◆ **Records supplied**:

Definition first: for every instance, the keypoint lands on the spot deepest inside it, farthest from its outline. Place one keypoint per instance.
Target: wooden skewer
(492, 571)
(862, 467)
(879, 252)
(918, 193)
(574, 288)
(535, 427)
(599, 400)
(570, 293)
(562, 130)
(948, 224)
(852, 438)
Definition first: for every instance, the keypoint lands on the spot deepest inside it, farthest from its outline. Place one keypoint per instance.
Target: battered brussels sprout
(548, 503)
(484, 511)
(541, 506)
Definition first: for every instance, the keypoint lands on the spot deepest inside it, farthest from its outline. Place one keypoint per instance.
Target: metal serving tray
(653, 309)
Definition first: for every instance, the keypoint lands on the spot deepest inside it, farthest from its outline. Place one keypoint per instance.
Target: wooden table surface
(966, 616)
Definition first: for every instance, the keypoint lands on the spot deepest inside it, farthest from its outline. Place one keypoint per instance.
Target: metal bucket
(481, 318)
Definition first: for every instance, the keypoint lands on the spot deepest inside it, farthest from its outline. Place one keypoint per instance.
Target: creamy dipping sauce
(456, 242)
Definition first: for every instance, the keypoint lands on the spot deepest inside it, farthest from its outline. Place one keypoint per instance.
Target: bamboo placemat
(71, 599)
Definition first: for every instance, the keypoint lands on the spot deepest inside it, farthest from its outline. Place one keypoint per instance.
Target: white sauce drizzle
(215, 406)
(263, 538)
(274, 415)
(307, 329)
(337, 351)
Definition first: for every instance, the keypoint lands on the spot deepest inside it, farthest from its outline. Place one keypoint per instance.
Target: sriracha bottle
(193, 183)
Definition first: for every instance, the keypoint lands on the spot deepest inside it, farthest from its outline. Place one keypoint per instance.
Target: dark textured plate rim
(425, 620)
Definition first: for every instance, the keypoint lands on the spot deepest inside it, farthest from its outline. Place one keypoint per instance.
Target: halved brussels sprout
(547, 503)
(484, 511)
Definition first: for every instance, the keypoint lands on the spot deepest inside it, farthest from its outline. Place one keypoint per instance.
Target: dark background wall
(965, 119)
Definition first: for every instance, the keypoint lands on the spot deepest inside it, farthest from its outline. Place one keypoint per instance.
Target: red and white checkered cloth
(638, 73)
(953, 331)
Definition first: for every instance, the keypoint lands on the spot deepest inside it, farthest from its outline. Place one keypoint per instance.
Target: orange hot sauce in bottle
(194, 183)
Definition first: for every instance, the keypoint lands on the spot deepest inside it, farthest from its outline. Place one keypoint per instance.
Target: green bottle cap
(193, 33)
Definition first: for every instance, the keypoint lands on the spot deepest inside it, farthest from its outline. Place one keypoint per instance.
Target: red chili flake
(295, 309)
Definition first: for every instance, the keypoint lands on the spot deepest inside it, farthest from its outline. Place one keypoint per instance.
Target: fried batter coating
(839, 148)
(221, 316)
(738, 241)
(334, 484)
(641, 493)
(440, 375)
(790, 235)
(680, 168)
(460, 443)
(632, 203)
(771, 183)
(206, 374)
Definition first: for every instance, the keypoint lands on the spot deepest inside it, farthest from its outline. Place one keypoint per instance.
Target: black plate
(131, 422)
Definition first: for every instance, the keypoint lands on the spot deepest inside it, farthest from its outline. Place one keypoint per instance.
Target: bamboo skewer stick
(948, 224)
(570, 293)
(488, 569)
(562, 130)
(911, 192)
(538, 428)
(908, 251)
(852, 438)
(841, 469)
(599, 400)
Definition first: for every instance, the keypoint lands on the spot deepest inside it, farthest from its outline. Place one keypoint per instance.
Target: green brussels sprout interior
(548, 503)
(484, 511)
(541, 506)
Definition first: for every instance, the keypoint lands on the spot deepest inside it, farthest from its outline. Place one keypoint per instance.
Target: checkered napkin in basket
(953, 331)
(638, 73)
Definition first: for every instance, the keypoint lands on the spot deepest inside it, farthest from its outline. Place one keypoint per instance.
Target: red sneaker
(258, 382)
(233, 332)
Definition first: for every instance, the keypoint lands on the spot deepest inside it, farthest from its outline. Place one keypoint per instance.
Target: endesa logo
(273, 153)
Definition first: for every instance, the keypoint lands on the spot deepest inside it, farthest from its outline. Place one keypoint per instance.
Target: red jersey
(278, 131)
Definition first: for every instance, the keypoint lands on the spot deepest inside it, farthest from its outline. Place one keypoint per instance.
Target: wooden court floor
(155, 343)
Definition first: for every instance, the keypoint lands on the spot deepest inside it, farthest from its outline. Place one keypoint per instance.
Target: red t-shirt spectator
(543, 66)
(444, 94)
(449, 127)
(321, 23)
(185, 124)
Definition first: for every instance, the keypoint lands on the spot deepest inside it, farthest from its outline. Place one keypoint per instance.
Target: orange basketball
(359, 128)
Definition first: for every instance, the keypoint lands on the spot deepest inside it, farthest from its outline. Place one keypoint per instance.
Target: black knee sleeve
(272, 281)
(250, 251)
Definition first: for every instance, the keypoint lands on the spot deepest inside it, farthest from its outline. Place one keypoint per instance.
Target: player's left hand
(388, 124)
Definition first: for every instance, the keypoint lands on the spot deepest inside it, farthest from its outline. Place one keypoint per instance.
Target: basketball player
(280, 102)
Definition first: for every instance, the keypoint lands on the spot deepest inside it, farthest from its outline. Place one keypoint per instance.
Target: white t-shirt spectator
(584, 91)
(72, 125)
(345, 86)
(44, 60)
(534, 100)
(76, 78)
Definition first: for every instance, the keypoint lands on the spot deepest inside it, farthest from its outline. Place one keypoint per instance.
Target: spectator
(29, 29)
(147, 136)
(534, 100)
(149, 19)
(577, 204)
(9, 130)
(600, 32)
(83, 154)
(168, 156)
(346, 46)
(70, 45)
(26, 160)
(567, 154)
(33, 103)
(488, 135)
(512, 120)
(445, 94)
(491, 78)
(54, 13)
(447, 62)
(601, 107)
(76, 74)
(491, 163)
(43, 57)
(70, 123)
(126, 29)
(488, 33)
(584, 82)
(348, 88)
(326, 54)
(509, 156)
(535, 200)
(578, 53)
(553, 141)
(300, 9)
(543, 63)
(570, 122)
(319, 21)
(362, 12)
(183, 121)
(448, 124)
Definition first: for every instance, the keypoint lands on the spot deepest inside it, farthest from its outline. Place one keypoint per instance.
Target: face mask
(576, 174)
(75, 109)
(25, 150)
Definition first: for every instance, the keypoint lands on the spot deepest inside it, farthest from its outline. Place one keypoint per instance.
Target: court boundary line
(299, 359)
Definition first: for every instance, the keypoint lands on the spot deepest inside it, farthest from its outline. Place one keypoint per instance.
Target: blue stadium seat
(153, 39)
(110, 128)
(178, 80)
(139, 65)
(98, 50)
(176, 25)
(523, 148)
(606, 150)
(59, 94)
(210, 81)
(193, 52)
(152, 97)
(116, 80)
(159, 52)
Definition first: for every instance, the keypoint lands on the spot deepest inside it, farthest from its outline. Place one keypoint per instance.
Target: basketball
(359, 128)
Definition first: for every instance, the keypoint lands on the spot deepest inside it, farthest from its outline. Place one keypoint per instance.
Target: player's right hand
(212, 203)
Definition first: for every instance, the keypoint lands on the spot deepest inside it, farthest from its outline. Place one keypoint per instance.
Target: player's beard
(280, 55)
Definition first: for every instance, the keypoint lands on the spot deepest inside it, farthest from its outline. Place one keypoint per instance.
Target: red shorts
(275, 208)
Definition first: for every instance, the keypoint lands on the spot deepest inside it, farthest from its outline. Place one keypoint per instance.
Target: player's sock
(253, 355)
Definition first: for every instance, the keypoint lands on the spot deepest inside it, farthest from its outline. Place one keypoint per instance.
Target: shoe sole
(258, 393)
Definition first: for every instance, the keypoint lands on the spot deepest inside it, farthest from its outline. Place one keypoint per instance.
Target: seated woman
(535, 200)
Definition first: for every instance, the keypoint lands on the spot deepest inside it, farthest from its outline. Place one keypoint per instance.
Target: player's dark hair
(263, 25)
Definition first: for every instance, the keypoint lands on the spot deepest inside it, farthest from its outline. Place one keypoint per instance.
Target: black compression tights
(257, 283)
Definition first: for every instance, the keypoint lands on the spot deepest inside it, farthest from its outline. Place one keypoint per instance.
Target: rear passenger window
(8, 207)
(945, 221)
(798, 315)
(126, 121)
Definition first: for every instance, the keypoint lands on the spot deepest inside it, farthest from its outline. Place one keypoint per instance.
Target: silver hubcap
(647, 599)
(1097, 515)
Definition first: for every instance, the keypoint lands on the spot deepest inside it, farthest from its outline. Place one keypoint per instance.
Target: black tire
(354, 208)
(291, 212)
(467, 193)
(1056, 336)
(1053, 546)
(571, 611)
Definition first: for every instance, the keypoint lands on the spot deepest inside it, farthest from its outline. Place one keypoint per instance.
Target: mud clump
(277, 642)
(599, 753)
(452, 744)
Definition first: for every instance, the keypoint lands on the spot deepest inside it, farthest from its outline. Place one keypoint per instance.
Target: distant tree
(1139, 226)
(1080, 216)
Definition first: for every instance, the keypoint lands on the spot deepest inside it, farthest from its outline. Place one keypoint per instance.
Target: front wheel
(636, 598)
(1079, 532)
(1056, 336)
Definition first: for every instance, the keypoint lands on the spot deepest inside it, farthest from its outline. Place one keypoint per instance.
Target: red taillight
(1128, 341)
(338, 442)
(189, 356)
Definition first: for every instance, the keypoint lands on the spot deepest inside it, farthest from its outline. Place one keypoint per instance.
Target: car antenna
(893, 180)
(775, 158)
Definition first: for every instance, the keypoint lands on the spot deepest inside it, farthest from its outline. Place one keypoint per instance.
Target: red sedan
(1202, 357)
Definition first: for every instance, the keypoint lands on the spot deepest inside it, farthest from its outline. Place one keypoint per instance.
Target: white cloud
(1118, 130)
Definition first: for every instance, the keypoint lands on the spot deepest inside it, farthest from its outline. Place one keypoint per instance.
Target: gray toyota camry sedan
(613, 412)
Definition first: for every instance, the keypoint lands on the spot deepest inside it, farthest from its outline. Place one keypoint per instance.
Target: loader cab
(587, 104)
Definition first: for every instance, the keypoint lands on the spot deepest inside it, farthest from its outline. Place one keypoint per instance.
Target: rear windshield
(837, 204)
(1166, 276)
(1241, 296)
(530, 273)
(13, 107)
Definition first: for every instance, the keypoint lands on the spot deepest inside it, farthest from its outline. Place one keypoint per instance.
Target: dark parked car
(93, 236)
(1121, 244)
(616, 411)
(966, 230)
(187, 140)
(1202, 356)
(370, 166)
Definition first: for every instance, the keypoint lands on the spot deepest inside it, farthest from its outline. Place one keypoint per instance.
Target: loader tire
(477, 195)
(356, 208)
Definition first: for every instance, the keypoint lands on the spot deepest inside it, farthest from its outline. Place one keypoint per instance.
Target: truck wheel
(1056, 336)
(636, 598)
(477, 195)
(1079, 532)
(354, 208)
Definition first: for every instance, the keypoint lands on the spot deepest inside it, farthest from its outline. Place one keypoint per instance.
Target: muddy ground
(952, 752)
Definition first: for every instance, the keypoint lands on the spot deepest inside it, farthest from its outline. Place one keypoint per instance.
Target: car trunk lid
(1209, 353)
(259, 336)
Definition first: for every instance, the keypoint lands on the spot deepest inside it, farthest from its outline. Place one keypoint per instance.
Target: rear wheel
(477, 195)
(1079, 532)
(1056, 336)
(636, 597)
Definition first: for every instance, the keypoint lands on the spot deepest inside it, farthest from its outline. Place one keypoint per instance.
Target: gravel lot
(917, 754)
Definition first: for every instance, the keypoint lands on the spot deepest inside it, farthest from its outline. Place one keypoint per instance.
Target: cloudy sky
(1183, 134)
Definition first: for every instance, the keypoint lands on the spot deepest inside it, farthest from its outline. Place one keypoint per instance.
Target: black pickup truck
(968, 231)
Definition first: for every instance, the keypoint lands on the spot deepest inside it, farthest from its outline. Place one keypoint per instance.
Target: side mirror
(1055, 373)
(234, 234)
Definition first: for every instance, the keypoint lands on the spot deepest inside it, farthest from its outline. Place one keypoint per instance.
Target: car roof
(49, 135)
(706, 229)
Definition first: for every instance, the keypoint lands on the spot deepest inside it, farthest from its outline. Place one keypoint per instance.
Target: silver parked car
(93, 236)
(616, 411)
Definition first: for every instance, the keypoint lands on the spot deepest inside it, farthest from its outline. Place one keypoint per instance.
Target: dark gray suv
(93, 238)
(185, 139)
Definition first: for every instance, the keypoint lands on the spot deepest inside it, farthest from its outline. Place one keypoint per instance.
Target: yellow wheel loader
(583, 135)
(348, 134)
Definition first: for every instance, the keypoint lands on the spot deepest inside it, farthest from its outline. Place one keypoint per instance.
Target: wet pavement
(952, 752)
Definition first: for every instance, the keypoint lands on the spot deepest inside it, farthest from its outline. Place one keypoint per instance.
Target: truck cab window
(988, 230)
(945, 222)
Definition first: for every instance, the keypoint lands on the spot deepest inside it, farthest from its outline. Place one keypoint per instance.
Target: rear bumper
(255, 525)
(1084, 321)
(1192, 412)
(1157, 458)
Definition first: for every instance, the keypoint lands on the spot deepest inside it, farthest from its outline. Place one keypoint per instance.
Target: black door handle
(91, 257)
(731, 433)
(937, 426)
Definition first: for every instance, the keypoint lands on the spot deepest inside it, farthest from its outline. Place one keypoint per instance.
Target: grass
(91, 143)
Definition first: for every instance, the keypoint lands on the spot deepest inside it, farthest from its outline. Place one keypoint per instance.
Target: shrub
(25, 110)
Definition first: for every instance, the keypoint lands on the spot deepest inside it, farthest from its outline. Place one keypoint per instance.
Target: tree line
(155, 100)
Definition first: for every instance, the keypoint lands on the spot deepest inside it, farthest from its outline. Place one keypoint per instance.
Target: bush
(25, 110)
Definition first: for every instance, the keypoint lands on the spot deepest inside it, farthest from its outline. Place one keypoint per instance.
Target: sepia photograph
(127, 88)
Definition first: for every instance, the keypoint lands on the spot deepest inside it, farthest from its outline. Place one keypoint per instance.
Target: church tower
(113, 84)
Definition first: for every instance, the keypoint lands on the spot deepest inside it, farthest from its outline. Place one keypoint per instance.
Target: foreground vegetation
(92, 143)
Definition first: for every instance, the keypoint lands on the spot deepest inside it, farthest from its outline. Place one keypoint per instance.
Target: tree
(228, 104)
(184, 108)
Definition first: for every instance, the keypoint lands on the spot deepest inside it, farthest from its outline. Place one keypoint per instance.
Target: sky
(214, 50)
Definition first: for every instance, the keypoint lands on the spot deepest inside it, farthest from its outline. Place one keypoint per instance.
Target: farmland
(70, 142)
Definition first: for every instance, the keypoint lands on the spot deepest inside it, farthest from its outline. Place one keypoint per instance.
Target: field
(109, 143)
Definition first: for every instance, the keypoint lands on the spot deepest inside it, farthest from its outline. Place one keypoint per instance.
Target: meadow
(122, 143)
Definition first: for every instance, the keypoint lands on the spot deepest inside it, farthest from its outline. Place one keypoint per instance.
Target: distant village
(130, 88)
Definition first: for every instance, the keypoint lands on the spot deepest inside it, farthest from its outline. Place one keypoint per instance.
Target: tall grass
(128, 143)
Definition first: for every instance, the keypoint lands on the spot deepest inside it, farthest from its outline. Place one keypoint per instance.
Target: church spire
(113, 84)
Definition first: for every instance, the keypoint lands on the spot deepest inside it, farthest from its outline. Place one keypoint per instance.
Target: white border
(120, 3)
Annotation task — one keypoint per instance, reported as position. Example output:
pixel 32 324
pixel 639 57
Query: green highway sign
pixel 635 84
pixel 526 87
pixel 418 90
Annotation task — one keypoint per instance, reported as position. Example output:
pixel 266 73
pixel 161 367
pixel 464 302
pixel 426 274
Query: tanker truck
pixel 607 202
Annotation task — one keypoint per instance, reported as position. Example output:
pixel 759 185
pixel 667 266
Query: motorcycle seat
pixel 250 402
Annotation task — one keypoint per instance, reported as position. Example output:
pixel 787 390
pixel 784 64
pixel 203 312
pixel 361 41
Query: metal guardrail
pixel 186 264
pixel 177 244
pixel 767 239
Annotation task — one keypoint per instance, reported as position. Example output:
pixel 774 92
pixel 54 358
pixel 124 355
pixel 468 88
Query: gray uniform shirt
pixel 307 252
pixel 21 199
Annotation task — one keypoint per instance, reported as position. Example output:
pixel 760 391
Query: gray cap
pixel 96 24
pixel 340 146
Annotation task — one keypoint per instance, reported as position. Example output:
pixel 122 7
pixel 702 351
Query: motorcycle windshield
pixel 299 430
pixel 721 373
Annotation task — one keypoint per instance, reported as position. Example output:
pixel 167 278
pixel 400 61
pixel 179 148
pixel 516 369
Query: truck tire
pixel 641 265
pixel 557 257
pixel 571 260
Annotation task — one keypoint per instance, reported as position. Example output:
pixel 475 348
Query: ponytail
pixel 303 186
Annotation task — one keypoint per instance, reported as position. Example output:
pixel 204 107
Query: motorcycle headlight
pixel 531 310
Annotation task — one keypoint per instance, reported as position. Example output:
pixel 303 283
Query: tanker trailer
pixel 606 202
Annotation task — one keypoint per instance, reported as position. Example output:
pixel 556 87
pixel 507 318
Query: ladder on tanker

◆ **Exercise aim**:
Using the entries above, return exactly the lines from the line with "pixel 702 351" to the line with "pixel 475 348", counting both of those lines.

◆ **Answer box**:
pixel 702 351
Query: motorcycle windshield
pixel 299 430
pixel 721 373
Annotation task — one keypoint per instance, reported as position. Example output:
pixel 167 278
pixel 400 61
pixel 179 148
pixel 516 369
Query: truck tire
pixel 641 265
pixel 557 257
pixel 571 260
Annotation task — one keypoint per instance, reported as position. Example output:
pixel 475 348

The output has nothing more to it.